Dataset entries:
● ● ● ● ● ● ●

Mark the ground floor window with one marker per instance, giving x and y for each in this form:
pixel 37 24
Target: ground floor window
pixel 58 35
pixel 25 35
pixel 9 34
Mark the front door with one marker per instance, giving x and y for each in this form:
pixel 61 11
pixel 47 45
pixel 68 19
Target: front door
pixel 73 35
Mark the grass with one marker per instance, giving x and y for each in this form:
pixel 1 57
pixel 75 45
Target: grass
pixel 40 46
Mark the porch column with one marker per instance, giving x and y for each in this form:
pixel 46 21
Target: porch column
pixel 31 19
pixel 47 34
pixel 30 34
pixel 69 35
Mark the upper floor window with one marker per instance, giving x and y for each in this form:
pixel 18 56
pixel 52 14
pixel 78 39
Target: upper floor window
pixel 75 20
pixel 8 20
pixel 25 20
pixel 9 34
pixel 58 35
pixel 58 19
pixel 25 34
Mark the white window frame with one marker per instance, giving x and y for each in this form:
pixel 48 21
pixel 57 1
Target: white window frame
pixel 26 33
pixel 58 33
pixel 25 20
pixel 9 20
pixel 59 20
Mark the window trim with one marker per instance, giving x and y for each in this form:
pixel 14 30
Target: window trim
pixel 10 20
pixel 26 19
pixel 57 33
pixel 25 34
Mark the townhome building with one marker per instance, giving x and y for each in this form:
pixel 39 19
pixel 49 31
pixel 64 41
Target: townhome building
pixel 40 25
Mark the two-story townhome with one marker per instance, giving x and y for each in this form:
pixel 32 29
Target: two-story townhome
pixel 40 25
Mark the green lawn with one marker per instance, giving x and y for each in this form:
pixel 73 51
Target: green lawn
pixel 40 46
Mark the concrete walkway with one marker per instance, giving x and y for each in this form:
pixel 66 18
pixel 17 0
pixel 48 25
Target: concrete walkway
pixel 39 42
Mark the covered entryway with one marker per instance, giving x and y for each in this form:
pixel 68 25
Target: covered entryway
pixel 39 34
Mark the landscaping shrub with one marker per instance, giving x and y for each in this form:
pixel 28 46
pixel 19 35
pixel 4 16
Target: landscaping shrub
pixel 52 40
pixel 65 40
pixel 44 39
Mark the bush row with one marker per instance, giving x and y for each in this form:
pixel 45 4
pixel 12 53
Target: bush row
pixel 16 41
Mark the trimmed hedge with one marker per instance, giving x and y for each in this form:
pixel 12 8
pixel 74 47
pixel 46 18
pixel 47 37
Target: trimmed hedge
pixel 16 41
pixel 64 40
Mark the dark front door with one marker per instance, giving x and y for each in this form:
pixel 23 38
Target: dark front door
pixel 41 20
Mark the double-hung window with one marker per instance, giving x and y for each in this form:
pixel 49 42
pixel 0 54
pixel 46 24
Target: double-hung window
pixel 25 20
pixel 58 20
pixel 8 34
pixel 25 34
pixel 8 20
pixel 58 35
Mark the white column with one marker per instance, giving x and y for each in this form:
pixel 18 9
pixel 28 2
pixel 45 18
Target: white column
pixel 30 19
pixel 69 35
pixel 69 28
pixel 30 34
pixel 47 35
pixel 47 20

● ● ● ● ● ● ●

Assignment: Starting with the line that contains "Mark the white column", restate every line up to and including the last one above, exactly.

Reply:
Mark the white column with one marker per instance, giving x and y for each in this form:
pixel 18 9
pixel 28 2
pixel 45 18
Target: white column
pixel 30 19
pixel 69 35
pixel 69 28
pixel 30 34
pixel 47 35
pixel 47 20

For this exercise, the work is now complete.